===== Texte proposé =====
Chef du Restaurant Etoilé Le Château d’Origny
Le Virtuose des Quatre Saisons
Ces confidences sous la toque nous ont appris que la légende noire précédant les chefs, étoilés ou non, mais damnés soient-ils, aurait bien pu nous coûter le plaisir de cette rencontre. Car il faut soi-disant se les fader, ces maudits gradés qui font monter la sauce et jouent de la corde vocale pour mater des troupes déjà terrorisées. Ces gueulards qui, sous couvert d’exigence, conspuent toute pédagogie, toute finesse, quitte à ramasser leur brigade à la petite cuillère, pourvu qu’ils aient l’art, tant pis pour la manière. Ces autorités colériques qui font du cauchemar en cuisine un projet satanique, et de leurs ouailles des automates promptement sujets aux ulcères gastriques. Tout ça pour faire d’une ratatouille une œuvre cubiste, d’un œuf poché une gloire aubergiste, ou d’une mise en bouche un opus illusionniste. Il faut ce qu’il faut pour rester le calife des califes en sa cuisine, le généralissime en sa cantine ou le grand manitou de fourneaux infernaux.
Il existe heureusement un pendant sage à cette description folklorique, une version édulcorée, et largement sociabilisée, du chef gastronomique. Tous ne sont pas des fous-furieux ou des satyres narcissiques qui attendent leur second au tournant et, de pied ferme, l’erreur de débutant pour mettre toutes les rates au court-bouillon. Non. Certains ont dû mettre, c’est probable, de l’eau dans leur vin à force de mauvaise réputation et de désertion dans leurs rangs. D’autres ont dû, tout naturellement, sans que le code du travail ou la rupture de l’omerta ne les y obligent, préférer être admirés plutôt que craints, attendus plutôt que fuis et cultiver la passion plutôt que de tuer dans l’oeuf toute vocation.
Julien Laval, un temps convaincu que la maltraitance en cuisine était une fatalité inhérente aux étoiles, ou à leur poursuite, a tout d’abord visé une carrière traditionnelle, à la portée de sa sensibilité et loin de la cyclothymie des cordons bleus les plus zélés. Et puis… sa route a croisé par hasard celle d’un chef, ambitieux certes, mais tout aussi doué pour gravir des sommets que pour lui inspirer l’envie de trouver son propre Everest. La graine était semée, et son destin chamboulé.
Julien Laval, dordognot d’origine, ouchois d’adoption, est le chef du restaurant gastronomique Le Château d’Origny depuis son ouverture en mars 2022. Connu déjà pour ses chambres d’hôtes au caractère millésimé, le lieu, dirigé par Melinda et Werner De Clippel, méritait une table éminente à l’ambition à peine voilée. Un an après le début des agapes, soit en mars 2023, Julien et sa brigade décrochaient la timbale qui allait de nouveau faire de Ouches une commune étoilée. Le guide gastronomique de référence a reconnu en lui l’étoffe d’un chef à porter au pinacle, en moins de temps qu’il n’en faut normalement pour espérer seulement cette consécration. Que la lumière soit faite, donc, sur cette étoile montante qui, sur un malentendu, voulait rester sur terre.
=====
**Exercice 1**
Restituez sous forme de tableau JSON de chaînes, à raison d'une chaîne par ligne et sans les lignes vides, les lignes de la liste allant de celle qui contient « If you could tag the dark » jusqu'à celle qui contient « <point>595,313</point> », incluse.
Le texte et la liste constituent deux matériaux sans lien entre eux.
===== Données de l'exercice =====
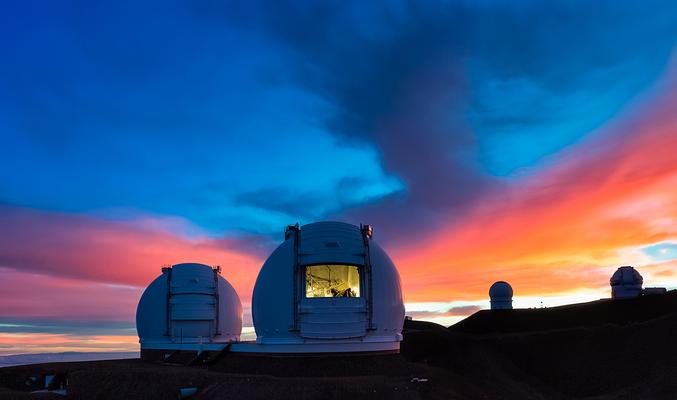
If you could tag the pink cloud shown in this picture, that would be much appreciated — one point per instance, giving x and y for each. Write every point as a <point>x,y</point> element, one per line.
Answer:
<point>127,253</point>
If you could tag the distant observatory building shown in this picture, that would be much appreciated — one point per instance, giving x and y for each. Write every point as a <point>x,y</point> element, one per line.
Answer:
<point>188,307</point>
<point>626,283</point>
<point>500,294</point>
<point>327,288</point>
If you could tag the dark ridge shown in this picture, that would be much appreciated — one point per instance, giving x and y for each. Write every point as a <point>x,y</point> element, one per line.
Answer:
<point>600,350</point>
<point>595,313</point>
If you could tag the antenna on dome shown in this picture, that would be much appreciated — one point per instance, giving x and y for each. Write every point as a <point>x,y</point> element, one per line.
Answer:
<point>291,230</point>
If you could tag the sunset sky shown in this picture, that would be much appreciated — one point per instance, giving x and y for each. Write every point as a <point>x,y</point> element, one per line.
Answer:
<point>533,142</point>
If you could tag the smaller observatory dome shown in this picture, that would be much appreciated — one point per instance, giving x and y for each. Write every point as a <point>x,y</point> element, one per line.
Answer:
<point>500,294</point>
<point>626,283</point>
<point>189,305</point>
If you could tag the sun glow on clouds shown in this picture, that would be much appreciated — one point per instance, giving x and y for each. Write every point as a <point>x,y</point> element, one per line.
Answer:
=====
**Exercice 2**
D'après le texte sur le chef du Château d'Origny, pourquoi Julien Laval a-t-il d'abord visé une carrière traditionnelle ? Répondez en une à trois phrases.

**Réponse 1**
[
  "If you could tag the dark ridge shown in this picture, that would be much appreciated — one point per instance, giving x and y for each. Write every point as a <point>x,y</point> element, one per line.",
  "Answer:",
  "<point>600,350</point>",
  "<point>595,313</point>"
]

**Réponse 2**
Il était un temps convaincu que la maltraitance en cuisine était une fatalité inhérente aux étoiles ou à leur poursuite. Il a donc choisi une carrière à la portée de sa sensibilité, loin de la cyclothymie des cordons bleus les plus zélés.